┏━━

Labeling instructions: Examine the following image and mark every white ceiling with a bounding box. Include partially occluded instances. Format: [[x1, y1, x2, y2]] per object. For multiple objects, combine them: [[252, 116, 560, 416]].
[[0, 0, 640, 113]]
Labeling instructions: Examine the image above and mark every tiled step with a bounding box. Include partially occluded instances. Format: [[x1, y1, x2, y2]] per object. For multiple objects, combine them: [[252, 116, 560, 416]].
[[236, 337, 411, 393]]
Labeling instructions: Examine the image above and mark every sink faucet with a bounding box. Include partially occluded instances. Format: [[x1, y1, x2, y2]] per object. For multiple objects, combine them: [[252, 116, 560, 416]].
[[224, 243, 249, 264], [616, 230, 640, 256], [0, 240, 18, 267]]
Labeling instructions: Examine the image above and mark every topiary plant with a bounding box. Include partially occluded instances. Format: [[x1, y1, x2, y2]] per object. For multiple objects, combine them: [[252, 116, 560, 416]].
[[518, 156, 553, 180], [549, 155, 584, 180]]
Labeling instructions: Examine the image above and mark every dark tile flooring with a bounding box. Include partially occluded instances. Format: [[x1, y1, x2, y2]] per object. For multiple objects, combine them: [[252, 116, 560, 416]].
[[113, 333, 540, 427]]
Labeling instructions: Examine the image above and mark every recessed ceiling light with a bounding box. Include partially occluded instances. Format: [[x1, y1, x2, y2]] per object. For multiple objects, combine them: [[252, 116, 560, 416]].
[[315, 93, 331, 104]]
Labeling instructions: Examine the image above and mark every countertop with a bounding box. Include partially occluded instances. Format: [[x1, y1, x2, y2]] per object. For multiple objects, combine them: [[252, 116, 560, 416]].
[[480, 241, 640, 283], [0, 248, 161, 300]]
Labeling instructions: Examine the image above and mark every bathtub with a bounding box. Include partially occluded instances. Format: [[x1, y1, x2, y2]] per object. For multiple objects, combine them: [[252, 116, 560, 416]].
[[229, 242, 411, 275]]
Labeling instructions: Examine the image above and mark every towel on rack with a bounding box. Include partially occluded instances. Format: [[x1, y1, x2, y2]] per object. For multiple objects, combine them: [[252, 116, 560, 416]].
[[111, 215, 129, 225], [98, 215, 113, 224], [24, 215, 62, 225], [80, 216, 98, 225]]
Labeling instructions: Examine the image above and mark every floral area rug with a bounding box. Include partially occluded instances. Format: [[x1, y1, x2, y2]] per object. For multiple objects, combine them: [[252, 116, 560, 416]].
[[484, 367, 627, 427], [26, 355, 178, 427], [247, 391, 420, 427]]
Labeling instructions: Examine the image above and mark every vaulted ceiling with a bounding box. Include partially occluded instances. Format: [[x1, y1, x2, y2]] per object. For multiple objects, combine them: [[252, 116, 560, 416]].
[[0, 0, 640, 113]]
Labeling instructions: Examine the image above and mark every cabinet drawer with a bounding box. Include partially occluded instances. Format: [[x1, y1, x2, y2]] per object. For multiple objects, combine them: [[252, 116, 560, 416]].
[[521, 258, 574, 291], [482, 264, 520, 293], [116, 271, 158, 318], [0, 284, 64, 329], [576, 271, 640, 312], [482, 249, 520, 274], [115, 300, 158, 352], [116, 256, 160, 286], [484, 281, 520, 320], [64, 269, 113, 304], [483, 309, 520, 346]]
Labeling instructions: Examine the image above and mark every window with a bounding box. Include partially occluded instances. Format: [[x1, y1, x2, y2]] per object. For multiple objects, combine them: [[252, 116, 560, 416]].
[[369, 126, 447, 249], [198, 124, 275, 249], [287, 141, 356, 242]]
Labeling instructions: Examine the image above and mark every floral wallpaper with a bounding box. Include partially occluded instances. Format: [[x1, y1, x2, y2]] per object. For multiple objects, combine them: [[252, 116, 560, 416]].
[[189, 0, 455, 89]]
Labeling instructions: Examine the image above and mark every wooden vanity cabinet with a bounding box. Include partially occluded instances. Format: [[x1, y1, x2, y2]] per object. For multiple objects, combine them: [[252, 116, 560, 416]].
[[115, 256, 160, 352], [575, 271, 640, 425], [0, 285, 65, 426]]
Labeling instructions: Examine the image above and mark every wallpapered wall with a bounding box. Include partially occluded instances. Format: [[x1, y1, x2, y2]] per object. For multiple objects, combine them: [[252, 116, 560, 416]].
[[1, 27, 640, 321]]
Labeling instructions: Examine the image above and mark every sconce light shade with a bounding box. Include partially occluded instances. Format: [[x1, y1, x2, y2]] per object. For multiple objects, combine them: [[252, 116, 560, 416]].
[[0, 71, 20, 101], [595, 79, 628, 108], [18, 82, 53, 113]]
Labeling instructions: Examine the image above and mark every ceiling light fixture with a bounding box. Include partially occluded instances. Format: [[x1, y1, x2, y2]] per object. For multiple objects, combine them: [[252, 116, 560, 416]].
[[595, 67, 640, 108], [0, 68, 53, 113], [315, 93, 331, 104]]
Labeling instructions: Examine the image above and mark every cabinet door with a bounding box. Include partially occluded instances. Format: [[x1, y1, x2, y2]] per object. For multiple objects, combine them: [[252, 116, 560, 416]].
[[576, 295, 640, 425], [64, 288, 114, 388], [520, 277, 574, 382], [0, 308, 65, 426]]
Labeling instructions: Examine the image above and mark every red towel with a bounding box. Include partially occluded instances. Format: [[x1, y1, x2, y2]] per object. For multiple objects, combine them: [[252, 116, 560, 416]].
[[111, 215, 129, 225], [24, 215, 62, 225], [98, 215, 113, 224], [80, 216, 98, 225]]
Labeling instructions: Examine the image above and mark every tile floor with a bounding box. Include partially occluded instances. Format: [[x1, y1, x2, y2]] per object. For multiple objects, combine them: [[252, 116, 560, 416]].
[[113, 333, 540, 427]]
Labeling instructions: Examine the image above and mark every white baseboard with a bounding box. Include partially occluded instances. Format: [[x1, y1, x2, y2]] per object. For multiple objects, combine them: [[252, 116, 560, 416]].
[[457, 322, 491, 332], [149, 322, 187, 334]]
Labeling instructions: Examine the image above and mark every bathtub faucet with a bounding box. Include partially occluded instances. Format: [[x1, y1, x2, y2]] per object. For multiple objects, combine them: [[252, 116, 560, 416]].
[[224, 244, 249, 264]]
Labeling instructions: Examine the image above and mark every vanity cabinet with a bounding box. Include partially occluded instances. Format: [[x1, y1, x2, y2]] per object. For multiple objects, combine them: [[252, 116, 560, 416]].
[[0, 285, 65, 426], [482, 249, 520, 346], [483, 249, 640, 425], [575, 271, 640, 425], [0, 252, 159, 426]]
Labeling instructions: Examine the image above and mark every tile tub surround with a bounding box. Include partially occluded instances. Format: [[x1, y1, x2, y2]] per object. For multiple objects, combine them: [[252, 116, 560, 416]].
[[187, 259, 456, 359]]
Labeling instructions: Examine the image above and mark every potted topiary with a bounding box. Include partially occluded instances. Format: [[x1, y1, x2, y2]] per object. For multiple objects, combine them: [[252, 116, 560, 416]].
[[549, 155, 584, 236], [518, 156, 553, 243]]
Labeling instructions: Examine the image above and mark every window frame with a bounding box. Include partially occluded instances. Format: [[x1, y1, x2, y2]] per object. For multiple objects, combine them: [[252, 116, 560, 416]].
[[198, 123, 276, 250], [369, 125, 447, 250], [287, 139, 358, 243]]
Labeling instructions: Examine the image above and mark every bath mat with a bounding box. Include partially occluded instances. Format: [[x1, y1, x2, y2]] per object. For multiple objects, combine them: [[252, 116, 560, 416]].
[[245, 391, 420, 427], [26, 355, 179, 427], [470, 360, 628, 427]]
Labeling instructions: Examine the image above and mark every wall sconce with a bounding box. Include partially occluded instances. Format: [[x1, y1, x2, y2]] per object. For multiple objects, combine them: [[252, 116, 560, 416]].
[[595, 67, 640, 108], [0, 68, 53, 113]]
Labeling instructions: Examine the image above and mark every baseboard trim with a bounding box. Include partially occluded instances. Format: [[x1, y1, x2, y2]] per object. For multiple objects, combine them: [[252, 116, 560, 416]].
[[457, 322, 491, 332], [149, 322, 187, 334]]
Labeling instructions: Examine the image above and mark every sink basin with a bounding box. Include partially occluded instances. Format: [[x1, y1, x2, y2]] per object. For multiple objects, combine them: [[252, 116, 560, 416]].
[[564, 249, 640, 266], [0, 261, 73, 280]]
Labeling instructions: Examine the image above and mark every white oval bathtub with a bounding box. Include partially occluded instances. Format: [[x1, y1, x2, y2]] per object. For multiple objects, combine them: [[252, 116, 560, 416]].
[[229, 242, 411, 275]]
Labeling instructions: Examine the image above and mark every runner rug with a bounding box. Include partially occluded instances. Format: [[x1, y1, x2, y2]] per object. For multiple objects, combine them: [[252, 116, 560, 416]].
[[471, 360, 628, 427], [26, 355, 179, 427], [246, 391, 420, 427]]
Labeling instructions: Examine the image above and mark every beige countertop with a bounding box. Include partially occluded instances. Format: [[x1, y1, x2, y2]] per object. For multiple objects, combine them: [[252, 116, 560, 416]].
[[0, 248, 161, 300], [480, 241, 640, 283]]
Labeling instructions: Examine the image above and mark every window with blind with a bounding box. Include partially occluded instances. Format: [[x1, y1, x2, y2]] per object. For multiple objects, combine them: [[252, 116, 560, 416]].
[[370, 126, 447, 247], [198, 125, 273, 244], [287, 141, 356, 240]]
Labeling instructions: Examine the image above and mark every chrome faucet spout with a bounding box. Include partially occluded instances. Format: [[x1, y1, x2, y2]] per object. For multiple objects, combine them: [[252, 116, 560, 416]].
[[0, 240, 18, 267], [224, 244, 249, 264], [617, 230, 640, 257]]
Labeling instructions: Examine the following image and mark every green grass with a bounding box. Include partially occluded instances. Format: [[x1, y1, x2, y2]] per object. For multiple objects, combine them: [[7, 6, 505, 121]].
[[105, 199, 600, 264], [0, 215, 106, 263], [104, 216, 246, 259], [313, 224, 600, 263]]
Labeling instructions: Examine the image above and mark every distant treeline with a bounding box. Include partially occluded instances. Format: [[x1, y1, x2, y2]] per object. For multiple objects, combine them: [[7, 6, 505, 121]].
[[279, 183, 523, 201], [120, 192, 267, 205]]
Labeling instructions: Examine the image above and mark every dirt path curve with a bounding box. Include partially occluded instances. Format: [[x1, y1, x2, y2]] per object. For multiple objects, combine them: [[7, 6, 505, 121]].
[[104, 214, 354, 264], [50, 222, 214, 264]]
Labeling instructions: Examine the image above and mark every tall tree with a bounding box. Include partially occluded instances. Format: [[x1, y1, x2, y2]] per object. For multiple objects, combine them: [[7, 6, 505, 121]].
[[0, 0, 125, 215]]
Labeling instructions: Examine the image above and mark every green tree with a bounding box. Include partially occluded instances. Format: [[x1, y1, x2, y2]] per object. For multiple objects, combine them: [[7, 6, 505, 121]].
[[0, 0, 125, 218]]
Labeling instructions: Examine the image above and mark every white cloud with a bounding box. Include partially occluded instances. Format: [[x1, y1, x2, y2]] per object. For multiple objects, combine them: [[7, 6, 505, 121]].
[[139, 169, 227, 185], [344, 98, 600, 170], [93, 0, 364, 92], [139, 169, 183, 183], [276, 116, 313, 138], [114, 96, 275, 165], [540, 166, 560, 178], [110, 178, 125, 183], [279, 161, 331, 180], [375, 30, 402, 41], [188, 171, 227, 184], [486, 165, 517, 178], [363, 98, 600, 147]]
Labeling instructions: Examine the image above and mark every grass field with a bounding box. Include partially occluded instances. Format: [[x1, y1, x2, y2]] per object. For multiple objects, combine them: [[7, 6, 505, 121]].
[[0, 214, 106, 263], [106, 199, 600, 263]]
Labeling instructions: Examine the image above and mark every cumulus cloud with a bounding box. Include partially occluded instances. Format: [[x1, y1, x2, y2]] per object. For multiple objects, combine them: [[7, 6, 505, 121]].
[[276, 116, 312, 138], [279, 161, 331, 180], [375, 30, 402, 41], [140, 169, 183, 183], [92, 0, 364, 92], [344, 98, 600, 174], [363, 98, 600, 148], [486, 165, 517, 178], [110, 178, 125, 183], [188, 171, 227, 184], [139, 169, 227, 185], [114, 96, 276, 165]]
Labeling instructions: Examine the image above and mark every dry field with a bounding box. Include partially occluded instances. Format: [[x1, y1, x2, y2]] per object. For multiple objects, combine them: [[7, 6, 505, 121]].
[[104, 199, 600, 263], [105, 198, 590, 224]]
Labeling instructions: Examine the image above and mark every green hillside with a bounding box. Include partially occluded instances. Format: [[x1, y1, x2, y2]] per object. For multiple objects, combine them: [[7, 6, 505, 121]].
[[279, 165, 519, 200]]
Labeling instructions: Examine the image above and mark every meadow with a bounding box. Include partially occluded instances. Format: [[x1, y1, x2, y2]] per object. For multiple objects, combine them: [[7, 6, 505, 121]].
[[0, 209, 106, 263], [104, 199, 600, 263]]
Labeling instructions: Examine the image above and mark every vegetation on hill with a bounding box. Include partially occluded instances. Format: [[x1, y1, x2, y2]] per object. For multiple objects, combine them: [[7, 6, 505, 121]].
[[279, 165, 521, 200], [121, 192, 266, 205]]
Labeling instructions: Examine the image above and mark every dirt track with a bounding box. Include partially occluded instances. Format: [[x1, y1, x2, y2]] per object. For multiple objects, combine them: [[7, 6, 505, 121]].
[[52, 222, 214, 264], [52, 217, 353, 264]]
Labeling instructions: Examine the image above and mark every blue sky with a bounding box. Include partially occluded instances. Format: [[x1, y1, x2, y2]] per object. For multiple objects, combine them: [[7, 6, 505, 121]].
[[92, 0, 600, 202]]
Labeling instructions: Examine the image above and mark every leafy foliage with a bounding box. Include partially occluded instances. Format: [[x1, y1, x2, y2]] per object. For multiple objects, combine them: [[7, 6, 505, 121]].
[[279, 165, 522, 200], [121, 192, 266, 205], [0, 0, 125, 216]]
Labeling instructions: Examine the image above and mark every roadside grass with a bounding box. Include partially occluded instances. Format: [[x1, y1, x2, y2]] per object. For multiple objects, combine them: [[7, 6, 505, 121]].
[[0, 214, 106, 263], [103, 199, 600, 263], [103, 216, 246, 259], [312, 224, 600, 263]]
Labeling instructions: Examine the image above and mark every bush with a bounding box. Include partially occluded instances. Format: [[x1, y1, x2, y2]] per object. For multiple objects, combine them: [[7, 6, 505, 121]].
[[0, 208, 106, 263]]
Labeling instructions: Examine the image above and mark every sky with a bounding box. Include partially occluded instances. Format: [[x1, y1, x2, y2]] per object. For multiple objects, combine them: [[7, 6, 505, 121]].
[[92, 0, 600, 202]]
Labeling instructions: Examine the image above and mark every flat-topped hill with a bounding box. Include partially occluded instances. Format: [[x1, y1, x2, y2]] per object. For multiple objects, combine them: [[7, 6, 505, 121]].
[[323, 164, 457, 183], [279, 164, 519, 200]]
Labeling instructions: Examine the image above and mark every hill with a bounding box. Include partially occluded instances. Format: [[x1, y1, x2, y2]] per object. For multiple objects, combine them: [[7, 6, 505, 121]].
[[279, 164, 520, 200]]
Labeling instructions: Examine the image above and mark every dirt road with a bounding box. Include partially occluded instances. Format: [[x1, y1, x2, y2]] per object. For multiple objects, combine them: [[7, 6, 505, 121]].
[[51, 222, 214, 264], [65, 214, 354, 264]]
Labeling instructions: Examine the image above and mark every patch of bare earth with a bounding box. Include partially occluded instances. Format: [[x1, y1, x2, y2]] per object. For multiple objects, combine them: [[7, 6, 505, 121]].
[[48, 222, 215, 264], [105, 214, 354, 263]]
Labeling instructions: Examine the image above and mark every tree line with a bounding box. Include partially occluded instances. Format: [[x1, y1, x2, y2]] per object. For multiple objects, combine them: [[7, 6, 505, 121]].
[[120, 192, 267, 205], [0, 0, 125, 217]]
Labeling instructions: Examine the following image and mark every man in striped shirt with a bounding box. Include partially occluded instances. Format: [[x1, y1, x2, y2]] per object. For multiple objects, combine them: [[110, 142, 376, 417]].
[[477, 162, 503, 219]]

┗━━

_AIM_
Reproduce everything from the line containing "mark every sky" down through the last line of the entries, keeping each line unchanged.

_OUTPUT FOR THIS EXERCISE_
Labeling instructions: Examine the image above and mark every sky with a bounding box. Include partially occluded instances. Format: [[x1, y1, x2, y2]] per object. For multiple objects, combine them: [[7, 6, 505, 121]].
[[92, 0, 600, 202]]
Labeling instructions: Examine the image above and mark every flat-topped hill with a bounding box. Include partially occluded instances. Format: [[x1, y1, x2, y2]] per object. For multiple objects, combine them: [[7, 6, 505, 121]].
[[323, 164, 457, 183], [279, 164, 519, 200]]
Labeling instructions: Examine the image above and mark every hill with a bounding box. Include partially occluded instances. Format: [[x1, y1, x2, y2]] per object. For multiple objects, combine them: [[7, 6, 505, 121]].
[[279, 164, 520, 200]]
Labeling instructions: Examine the image above and mark every dirt road with a bounding box. Include partially occluded instances. Format: [[x1, y1, x2, y2]] per object. For multiple objects, combine them: [[7, 6, 505, 121]].
[[51, 222, 214, 264], [65, 214, 354, 264]]
Labeling instructions: Examine the image above and mark every patch of bare earth with a bounding box. Include partially occluded instances. Format: [[x1, y1, x2, y2]] per object. For multiple objects, combine them: [[7, 6, 505, 121]].
[[48, 222, 215, 264], [105, 214, 354, 263]]
Labeling instructions: Examine the image above and mark every tree line with a bounding box. Include partially occluded instances. Format: [[x1, y1, x2, y2]] per object. For multiple objects, combine them: [[7, 6, 505, 121]].
[[120, 192, 267, 205], [0, 0, 125, 217]]
Labeling instructions: Examine the following image and mark every man in striped shirt with a bounding box. Include partially occluded instances. Format: [[x1, y1, x2, y2]] per object. For multiple objects, combine them: [[110, 142, 376, 417]].
[[477, 162, 503, 219]]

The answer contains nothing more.